# PAGE
We decided that we’d head to Colorado, but we’d take the long way, up and around Nebraska so that we could see South Dakota. There was just one problem, I really didn’t think through how many more miles that added to our trip.
On one hand it seems like it’s no big deal, we have our house, we can take it slow and get there when we get there. But, on the other hand, we wanted to get there.
When I first bought the RV I’d heard that 300 miles was a good maximum distance to go in a day. It seemed reasonable to me and that’s actually the number we used when coming back from Florida after buying the RV. It worked well for us. But, sometime in the nine months since that trip, I forgot. A few people had mentioned 400 miles as their max and I got that number stuck in my head and, unfortunately, used it when planning our trip.
Our first leg of the trip we only went about 200 miles and stayed in Tennessee for a week. No problem. It was when we left Tennessee that we realized my new plan was not going to work.
Setting a new pace
We drove 400 miles into Missouri on our second travel day (thankfully a week after our first travel day), and spent a week in misery after doing so. It was just too far. We were both ready to be done driving at about 250 miles, reinforcing that 300 miles really should be our absolute max.
There was just one problem. The 4th of July was coming up and I’d already booked our travel plans up through the fourth. As it was only about a week away our options were limited.
I’d originally had us planning to drive 400 miles on the third to spend two days in a tiny town for the fourth (in an effort to avoid the crowds but make progress towards our destination), leaving there on the 5th to drive about 150 miles to spend a week in Sioux Falls, SD. With less than a week before the fourth I knew we weren’t going to find many (if any) other places that we could book for that night. The best I could hope for was to break the trip in half and do it in two days instead of one. So, that’s what we did.
I did what I could to break our already planned trip down. Once we made it to Sioux Falls we were both worn out and spent most of that week just resting.
A week later we continued our journey, driving 300 miles across the state to Wall, SD for a night, then another 60 miles the following day to the Black Hills where we are currently staying until we decide to leave.
The Importance of Pacing
Years ago I learned the importance of pacing. It seems like a huge concept but it’s simply about listening to your body and learning your limits. It takes a bit of time initially, to learn what activities are more likely to leave you worn out, to learn how much you can do before you need to rest, and how often you need to take a break so that you don’t spend the next several days (or longer) paying for a single activity.
Pacing is about conserving your energy. In the course of normal living, it means that you may take longer to finish cleaning your house (cleaning a bit each day and never having the whole house clean at once).
Pacing is about prioritizing your time. Pacing often means making choices and trading one activity for another. You have to decide what’s most important and use your time for that. You may decide that spending time playing with your kids is more important than making sure the dishes are washed and the bed is made.
Pacing is important even if you’re healthy, but when we live with chronic illness it is not only more important it’s more difficult and it takes time to learn.

# Stored entries
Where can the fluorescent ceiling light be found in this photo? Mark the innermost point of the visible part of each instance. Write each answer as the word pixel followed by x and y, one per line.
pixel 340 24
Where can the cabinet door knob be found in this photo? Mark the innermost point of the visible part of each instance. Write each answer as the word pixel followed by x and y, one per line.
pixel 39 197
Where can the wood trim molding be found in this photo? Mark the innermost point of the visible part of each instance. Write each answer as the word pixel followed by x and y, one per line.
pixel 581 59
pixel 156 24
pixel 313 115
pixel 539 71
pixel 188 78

# EXERCISE SET
a - Check each statement against the RV travel text and answer yes or no, quoting the exact words from the text that decide it. (i) The first leg of the trip ended with a week's stay in Tennessee. (ii) The drive into Missouri on the second travel day was 300 miles. (iii) The drive from Wall, SD to the Black Hills was 60 miles.
b - Express part of the rows as a Markdown table with the columns Number and Row line, leaving out blank lines. Begin at the line in the rows that contains "Where can the cabinet", and stop after the line that contains "pixel 39 197".
The travel text and the rows were taken from separate sources.

# IN RESPONSE
a -
(i) Yes: "Our first leg of the trip we only went about 200 miles and stayed in Tennessee for a week."
(ii) No: "We drove 400 miles into Missouri on our second travel day"
(iii) Yes: "then another 60 miles the following day to the Black Hills"

b -
| Number | Row line |
|---|---|
| 1 | Where can the cabinet door knob be found in this photo? Mark the innermost point of the visible part of each instance. Write each answer as the word pixel followed by x and y, one per line. |
| 2 | pixel 39 197 |